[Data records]
━━━━━━━━
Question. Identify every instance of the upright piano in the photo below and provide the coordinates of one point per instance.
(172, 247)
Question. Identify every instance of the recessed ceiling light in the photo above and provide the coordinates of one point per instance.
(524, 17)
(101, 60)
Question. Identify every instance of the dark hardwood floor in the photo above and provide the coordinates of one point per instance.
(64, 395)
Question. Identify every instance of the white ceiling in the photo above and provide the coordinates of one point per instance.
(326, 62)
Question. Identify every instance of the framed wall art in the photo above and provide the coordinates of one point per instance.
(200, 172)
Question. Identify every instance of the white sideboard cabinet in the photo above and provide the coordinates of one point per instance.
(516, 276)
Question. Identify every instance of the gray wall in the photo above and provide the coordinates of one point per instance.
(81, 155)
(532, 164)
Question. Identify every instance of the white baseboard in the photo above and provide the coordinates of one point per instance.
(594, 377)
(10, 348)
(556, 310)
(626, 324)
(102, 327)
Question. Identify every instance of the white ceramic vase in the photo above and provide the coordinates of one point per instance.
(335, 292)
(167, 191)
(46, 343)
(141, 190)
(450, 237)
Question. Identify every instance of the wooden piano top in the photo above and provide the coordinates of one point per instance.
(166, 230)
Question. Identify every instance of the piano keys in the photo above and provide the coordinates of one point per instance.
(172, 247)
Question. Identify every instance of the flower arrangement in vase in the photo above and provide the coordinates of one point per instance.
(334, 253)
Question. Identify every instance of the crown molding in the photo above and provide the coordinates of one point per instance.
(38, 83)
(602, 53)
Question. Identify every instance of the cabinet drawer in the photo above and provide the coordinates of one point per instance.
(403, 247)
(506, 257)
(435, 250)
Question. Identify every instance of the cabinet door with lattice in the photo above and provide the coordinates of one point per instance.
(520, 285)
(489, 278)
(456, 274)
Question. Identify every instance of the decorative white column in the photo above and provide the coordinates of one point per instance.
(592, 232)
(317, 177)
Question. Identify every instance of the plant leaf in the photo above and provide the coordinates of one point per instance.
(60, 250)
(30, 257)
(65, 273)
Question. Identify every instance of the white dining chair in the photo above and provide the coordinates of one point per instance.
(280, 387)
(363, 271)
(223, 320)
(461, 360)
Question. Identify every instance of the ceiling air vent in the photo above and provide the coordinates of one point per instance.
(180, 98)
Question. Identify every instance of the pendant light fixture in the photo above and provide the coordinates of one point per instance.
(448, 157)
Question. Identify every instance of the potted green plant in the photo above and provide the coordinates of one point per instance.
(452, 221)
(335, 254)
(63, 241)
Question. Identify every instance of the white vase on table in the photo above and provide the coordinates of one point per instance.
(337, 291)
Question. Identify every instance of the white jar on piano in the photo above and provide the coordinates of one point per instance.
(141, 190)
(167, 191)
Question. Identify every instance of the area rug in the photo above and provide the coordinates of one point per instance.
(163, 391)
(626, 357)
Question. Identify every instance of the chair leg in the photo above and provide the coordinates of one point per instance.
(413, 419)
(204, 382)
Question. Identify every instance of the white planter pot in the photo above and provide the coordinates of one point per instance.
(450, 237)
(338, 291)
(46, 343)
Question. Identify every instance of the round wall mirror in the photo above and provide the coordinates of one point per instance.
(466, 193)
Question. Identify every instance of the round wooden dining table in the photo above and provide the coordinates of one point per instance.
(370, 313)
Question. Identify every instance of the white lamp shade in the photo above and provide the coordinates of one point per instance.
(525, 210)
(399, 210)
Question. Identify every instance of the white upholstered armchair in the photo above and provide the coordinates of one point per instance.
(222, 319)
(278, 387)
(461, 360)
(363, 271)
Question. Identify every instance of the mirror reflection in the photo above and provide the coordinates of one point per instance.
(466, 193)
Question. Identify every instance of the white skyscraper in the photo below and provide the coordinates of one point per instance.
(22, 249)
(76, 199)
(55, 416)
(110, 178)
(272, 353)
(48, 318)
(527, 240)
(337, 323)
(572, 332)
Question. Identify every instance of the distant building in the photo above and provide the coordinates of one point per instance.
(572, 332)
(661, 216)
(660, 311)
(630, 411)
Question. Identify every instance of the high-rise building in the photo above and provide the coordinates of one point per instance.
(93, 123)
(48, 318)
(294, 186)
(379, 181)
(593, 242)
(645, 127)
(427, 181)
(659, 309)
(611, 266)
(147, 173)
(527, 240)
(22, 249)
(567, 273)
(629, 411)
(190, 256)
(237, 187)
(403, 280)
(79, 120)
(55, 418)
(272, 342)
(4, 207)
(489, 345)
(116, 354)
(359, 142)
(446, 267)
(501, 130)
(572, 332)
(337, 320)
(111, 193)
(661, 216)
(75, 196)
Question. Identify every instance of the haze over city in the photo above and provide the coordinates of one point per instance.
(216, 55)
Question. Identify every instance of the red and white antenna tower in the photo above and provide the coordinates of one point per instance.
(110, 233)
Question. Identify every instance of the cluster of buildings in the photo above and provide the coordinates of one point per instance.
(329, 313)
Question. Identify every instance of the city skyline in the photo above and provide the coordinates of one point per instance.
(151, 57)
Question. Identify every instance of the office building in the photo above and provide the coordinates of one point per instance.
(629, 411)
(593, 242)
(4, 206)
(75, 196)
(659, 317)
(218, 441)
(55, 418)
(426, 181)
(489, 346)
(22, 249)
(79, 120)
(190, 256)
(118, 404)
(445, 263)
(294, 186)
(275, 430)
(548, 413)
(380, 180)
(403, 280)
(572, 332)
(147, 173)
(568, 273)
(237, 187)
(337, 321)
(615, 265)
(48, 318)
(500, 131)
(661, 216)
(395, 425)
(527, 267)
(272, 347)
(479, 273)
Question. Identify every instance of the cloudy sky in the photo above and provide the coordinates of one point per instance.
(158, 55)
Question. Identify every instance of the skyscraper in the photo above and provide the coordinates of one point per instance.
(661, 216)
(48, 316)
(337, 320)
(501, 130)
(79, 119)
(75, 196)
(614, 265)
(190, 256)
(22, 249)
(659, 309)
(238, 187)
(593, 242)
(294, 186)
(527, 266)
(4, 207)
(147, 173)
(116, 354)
━━━━━━━━
Please repeat all the records above exactly as they appear.

» RESULT OF THE EXERCISE
Question. Identify every instance of the upright piano in the photo below and provide the coordinates of one point per instance.
(172, 247)
Question. Identify every instance of the recessed ceiling light in the photo above and provide the coordinates of one point per instance.
(524, 17)
(101, 60)
Question. Identify every instance of the dark hardwood floor in the photo above and provide the coordinates of one point per instance.
(64, 395)
Question. Identify every instance of the white ceiling in the photo above and provide the coordinates of one point per instance.
(326, 62)
Question. Identify every instance of the framed wall art in the photo above and provide the coordinates of one point per instance.
(200, 172)
Question. Identify every instance of the white sideboard cabinet in the photo above and provide the coordinates of one point per instance.
(516, 276)
Question. Identify every instance of the gray wall in the photo above and provide the coordinates of one point per instance.
(81, 155)
(532, 164)
Question. Identify every instance of the white baseboard in the photo above and provide the coordinates of one point per instance.
(594, 377)
(10, 348)
(556, 310)
(626, 324)
(102, 327)
Question. Identify every instance of the white ceramic vase in the photo above and provide the coordinates of one point per instance.
(335, 292)
(167, 191)
(46, 343)
(141, 190)
(450, 237)
Question. Identify every instance of the wooden piano top in the photo above and provide the coordinates of one point per instance.
(166, 230)
Question. Identify every instance of the piano keys in the photo above and provide the coordinates of one point per instance.
(172, 247)
Question. Identify every instance of the flower arrangement in vase in the photo above and provide the coordinates of one point per instance.
(334, 253)
Question. Identify every instance of the crown molding in the photo above and provide the coordinates of one point per instance.
(38, 83)
(602, 53)
Question. Identify every instance of the cabinet drawer in the photo above and provide the coordinates of one point per instance.
(403, 247)
(506, 257)
(435, 250)
Question. Identify every instance of the cabinet door with lattice in the photo above and provide the coordinates of one point per instance.
(520, 285)
(489, 278)
(456, 274)
Question. Identify every instance of the decorative white column in the photo above and provide the coordinates of one point per instance.
(592, 232)
(317, 177)
Question. Identify every instance of the plant leaf in the photo above and provide the coordinates of one point per instance.
(60, 250)
(30, 257)
(65, 273)
Question. Identify every instance of the white dining chair in the photo above and provide the coordinates of one point per instance.
(280, 387)
(363, 271)
(223, 320)
(461, 360)
Question. Identify every instance of the ceiling air vent in the photo above and provide the coordinates of one point per instance.
(180, 98)
Question. Identify every instance of the pendant light fixture in the photo above and provide the coordinates of one point per instance.
(448, 157)
Question. Identify every instance of the potted green plant in the photo above and provide the coordinates of one point per instance.
(452, 221)
(335, 254)
(63, 241)
Question. Identify every instance of the white vase on table in the photo above and provide the coordinates of one point per instance.
(337, 291)
Question. Identify every instance of the white jar on piano in the photo above and provide the coordinates of one point per instance.
(141, 190)
(167, 191)
Question. Identify every instance of the area rug in the photo above and provide the coordinates of one point per instance.
(163, 391)
(626, 357)
Question. Identify every instance of the chair leg in the photo above and provide the coordinates of one point per instance.
(413, 419)
(204, 382)
Question. Identify every instance of the white planter pot in the photo above and provide the coordinates of one point per instance.
(450, 237)
(338, 291)
(46, 343)
Question. Identify every instance of the round wall mirror in the photo above and provide the coordinates of one point per instance.
(466, 193)
Question. Identify every instance of the round wooden dining table in the photo above and provide the coordinates of one point per instance.
(370, 313)
Question. Identify every instance of the white lamp shade in the photo above and provide the coordinates of one point per instance.
(525, 210)
(399, 210)
Question. Identify every instance of the white upholstered armchair in the photo above and provide the coordinates of one point per instance.
(222, 319)
(278, 387)
(461, 360)
(363, 271)
Question. Identify every instance of the mirror reflection in the photo above and provide the coordinates of one point per instance.
(466, 193)
Question. Identify every instance of the white skyscraper in the photo below and provide the coordinates of one point per instance.
(22, 249)
(76, 199)
(55, 416)
(110, 178)
(272, 353)
(48, 318)
(527, 240)
(337, 323)
(572, 332)
Question. Identify every instance of the distant building in the photo above and provide the coordinates of one point per instance.
(572, 332)
(661, 216)
(660, 311)
(630, 411)
Question. Identify every instance of the high-rise building in the photo above and provide the coordinates of one point per instance.
(93, 123)
(48, 318)
(294, 186)
(379, 181)
(593, 242)
(645, 127)
(427, 181)
(659, 309)
(611, 266)
(147, 173)
(527, 240)
(22, 249)
(567, 273)
(629, 411)
(190, 256)
(237, 187)
(403, 280)
(79, 120)
(55, 418)
(272, 342)
(4, 207)
(489, 345)
(116, 354)
(359, 142)
(446, 267)
(501, 130)
(572, 332)
(337, 320)
(111, 193)
(661, 216)
(75, 196)
Question. Identify every instance of the haze over city in the photo above and provide the coordinates of one point per instance.
(216, 55)
Question. Identify every instance of the red and white antenna tower in the photo above and provide the coordinates of one point per instance.
(110, 233)
Question. Identify every instance of the cluster of buildings in the photo above and provide the coordinates of one point per instance.
(329, 313)
Question. Identify every instance of the city skyline in the photo above and provide the coordinates of one point per instance.
(151, 57)
Question. Identify every instance of the office building in the photo above and provide the coordinates of one point per instance.
(629, 411)
(593, 242)
(4, 206)
(75, 196)
(659, 317)
(218, 441)
(55, 418)
(426, 181)
(489, 346)
(22, 249)
(79, 120)
(190, 256)
(118, 404)
(445, 263)
(294, 186)
(275, 430)
(548, 413)
(380, 180)
(403, 280)
(572, 332)
(147, 173)
(568, 273)
(237, 187)
(337, 321)
(615, 265)
(48, 318)
(500, 131)
(661, 216)
(395, 425)
(527, 267)
(272, 347)
(479, 273)
Question. Identify every instance of the cloudy sky in the photo above and provide the coordinates of one point per instance.
(158, 55)
Question. Identify every instance of the skyscraper in the photo above and provide the coordinates of one point per instance.
(661, 216)
(48, 316)
(337, 320)
(501, 130)
(79, 119)
(75, 196)
(614, 265)
(190, 256)
(22, 249)
(659, 309)
(238, 187)
(593, 242)
(294, 186)
(527, 266)
(4, 207)
(147, 173)
(116, 354)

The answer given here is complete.